> **ARTICLE**:
+ + + + +
Client Side Filtering for On Device Auctions Another failure to communicate on my part is w/r/t the On Device Auctions, I think I had said something about cacheing but didn't really make a point. If IGs are only being updated at some cadence and if they could express some set of targeting in some uniform way, then the device would be able to maintain an index of IGs by those parameters, and with similar structure on the auctionConfig.auctionSignals allowing extraction of those signals to match, it would enable very fast filtering at runAuction time and would reduce the number of worklets that need to be spun up, invocations, etc. I think this would get significant in the case of auctions running for multiple slots on a page.

Additionally, pondering more, one advantage to having an enhanced "pre auction IG filtering" even in client side auctions would be to reduce the calls to the KV server, since I believe that takes place prior to generateBid, so even in the case of On Device auction it would result in network resource savings. So I guess this is a case where I agree that an "equivalent logical solution" exists, but the physics savings would be substantial on device or TEE.

Current best guess is we will use TEEs initially, but being able to run the auction(s) on the client seems compelling to me personally, I suspect would be to the business as well, and I'd love to see us being able to go that way and see what disruptions occur in the long run. I'm getting over my skis here a bit, but in theory it could help reduce transaction costs, especially if the entire auction was run client side but even if it contributed upfront logic, and I'd think in the long run that results in wins for consumers via more publisher content, etc etc.
+ + + + +
> **RECORDED DATA**:
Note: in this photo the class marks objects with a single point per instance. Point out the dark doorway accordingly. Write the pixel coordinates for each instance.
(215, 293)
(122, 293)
+ + + + +
> **WHAT IS EXPECTED**:
Copy the post about client-side filtering for on-device auctions word for word, from "Additionally, pondering more, one" to "device or TEE.", inclusive. The data has no connection to the post about client-side filtering for on-device auctions.

> **ANSWER FOR THIS EXERCISE**:
Additionally, pondering more, one advantage to having an enhanced "pre auction IG filtering" even in client side auctions would be to reduce the calls to the KV server, since I believe that takes place prior to generateBid, so even in the case of On Device auction it would result in network resource savings. So I guess this is a case where I agree that an "equivalent logical solution" exists, but the physics savings would be substantial on device or TEE.